#### [Provided data]
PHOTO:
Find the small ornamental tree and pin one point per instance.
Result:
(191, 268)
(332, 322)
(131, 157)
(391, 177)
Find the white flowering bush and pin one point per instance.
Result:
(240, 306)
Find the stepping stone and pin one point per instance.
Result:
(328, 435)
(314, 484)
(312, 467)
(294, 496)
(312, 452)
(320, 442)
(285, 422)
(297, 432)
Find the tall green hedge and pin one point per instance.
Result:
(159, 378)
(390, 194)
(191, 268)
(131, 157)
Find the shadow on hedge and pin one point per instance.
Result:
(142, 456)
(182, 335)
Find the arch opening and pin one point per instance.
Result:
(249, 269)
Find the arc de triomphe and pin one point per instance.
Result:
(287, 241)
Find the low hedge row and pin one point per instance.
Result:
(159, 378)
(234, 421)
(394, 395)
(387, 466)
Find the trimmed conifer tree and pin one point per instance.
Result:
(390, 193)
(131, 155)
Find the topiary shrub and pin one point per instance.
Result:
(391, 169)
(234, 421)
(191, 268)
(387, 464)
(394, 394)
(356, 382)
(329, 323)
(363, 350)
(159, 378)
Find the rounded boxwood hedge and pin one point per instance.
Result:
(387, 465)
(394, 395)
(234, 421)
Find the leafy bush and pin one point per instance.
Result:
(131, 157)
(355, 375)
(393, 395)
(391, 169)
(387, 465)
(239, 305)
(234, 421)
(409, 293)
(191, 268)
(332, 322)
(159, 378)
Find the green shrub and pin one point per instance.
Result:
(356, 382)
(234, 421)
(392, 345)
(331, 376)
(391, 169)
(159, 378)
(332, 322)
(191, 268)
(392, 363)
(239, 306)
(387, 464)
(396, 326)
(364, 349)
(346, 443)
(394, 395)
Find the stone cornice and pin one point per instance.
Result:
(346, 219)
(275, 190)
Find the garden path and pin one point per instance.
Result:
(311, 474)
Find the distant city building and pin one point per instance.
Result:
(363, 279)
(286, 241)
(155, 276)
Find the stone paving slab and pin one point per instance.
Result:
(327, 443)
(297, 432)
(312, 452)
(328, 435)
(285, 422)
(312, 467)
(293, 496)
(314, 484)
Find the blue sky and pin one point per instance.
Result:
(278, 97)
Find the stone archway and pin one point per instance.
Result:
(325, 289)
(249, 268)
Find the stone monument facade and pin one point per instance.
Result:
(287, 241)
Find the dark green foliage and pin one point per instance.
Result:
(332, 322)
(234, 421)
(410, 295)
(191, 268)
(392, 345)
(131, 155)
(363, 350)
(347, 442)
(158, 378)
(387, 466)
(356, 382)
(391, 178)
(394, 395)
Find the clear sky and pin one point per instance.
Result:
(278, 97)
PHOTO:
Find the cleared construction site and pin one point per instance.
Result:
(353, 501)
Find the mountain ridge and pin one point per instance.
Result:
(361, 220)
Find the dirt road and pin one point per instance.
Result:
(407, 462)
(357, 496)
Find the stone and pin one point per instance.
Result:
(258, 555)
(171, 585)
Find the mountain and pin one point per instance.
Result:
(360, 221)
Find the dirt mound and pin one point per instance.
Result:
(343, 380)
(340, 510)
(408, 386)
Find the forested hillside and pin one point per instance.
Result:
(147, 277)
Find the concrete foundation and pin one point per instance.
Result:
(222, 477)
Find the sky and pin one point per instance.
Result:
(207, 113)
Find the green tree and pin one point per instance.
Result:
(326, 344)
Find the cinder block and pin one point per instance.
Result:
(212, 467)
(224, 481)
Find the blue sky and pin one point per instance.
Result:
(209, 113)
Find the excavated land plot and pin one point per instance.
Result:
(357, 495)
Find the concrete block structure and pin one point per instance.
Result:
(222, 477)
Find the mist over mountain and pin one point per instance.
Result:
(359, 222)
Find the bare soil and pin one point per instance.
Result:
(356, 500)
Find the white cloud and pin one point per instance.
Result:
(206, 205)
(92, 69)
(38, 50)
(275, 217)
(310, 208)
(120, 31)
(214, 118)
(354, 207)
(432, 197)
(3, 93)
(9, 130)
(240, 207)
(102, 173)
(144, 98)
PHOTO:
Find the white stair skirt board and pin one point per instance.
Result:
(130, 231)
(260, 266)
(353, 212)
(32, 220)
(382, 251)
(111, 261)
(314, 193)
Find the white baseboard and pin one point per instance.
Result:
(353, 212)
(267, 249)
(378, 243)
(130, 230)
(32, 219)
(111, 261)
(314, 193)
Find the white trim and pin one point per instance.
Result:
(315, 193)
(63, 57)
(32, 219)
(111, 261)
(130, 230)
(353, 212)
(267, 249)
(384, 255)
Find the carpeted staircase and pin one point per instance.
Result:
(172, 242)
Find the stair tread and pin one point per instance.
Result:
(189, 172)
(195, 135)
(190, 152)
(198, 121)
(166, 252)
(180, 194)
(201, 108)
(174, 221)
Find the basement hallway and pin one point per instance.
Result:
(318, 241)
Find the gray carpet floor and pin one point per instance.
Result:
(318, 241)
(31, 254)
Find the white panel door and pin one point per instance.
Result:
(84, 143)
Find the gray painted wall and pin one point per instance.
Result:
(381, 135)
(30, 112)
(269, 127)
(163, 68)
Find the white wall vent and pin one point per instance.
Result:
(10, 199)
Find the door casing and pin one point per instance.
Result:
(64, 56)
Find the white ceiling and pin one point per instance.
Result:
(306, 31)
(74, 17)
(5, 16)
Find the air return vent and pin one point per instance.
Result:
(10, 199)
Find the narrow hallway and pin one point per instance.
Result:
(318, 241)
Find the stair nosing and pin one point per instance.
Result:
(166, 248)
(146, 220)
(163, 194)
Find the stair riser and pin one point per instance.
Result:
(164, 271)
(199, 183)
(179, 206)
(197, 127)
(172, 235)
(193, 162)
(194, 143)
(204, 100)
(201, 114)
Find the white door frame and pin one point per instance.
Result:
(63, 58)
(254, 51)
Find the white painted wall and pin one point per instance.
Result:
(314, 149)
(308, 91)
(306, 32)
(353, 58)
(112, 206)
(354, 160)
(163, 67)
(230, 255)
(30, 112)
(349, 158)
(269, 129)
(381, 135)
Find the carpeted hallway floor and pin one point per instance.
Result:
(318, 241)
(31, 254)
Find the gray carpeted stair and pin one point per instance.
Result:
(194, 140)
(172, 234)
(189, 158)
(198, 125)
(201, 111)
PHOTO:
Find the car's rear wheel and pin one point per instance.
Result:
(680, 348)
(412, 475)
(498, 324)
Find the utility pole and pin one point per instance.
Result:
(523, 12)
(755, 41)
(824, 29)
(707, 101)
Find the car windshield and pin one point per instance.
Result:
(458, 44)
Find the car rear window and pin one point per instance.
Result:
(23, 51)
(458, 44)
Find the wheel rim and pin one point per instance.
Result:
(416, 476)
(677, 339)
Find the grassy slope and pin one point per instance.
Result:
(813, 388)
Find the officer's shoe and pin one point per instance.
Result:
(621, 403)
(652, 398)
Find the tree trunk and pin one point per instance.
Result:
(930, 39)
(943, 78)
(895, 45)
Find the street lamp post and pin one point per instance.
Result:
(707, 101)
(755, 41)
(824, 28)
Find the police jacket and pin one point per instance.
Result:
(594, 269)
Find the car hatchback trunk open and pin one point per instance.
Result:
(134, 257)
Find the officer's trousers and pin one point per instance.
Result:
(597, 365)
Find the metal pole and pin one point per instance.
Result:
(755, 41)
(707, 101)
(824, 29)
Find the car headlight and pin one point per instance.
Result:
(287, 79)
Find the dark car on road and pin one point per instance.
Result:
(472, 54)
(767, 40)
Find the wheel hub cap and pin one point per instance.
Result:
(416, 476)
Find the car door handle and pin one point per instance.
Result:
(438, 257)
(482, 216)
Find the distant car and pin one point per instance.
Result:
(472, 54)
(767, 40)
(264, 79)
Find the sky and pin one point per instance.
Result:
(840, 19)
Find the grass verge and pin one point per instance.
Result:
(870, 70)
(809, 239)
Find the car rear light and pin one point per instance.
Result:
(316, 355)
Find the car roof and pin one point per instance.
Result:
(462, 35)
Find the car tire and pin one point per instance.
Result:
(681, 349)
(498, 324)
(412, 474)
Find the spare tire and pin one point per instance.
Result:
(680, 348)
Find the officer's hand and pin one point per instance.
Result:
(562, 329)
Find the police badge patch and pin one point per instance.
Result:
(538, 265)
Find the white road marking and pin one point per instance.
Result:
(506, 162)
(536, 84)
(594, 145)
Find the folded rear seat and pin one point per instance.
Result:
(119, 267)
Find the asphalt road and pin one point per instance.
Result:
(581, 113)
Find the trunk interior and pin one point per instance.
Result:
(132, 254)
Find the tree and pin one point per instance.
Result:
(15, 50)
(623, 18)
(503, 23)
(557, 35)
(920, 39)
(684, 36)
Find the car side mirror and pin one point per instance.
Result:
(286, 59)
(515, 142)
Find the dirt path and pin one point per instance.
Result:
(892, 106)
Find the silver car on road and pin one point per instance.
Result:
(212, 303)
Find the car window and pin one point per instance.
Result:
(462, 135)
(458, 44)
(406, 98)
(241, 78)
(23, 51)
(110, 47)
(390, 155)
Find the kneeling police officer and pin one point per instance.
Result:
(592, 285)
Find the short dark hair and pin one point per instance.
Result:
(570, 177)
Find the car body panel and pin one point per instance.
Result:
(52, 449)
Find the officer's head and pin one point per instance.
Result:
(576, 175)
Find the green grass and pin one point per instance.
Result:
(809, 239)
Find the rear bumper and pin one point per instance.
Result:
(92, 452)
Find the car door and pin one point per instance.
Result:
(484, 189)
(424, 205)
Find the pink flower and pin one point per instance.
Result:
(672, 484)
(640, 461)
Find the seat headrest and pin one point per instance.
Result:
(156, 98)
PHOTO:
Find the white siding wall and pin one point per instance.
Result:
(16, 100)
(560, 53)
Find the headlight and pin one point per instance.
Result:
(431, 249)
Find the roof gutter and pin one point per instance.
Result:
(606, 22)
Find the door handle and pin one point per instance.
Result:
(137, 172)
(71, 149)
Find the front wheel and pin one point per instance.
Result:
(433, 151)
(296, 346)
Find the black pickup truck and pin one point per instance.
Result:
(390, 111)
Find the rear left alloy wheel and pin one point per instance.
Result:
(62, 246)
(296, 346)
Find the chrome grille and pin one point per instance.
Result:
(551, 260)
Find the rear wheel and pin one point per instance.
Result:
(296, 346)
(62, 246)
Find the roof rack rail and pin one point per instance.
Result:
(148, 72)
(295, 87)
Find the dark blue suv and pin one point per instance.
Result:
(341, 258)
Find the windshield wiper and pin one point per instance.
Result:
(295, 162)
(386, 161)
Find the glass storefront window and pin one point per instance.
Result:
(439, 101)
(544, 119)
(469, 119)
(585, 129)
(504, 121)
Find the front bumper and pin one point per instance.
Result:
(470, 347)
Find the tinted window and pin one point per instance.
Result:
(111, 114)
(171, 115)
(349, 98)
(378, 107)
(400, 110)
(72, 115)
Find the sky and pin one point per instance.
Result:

#### [Problem]
Look through the records for the string "dark". Copy every line that has it.

#### [Result of this task]
Find the dark green foliage and pin one point per instance.
Find the dark car on road and pin one point per instance.
Find the short dark hair and pin one point per instance.
Find the dark blue suv and pin one point per instance.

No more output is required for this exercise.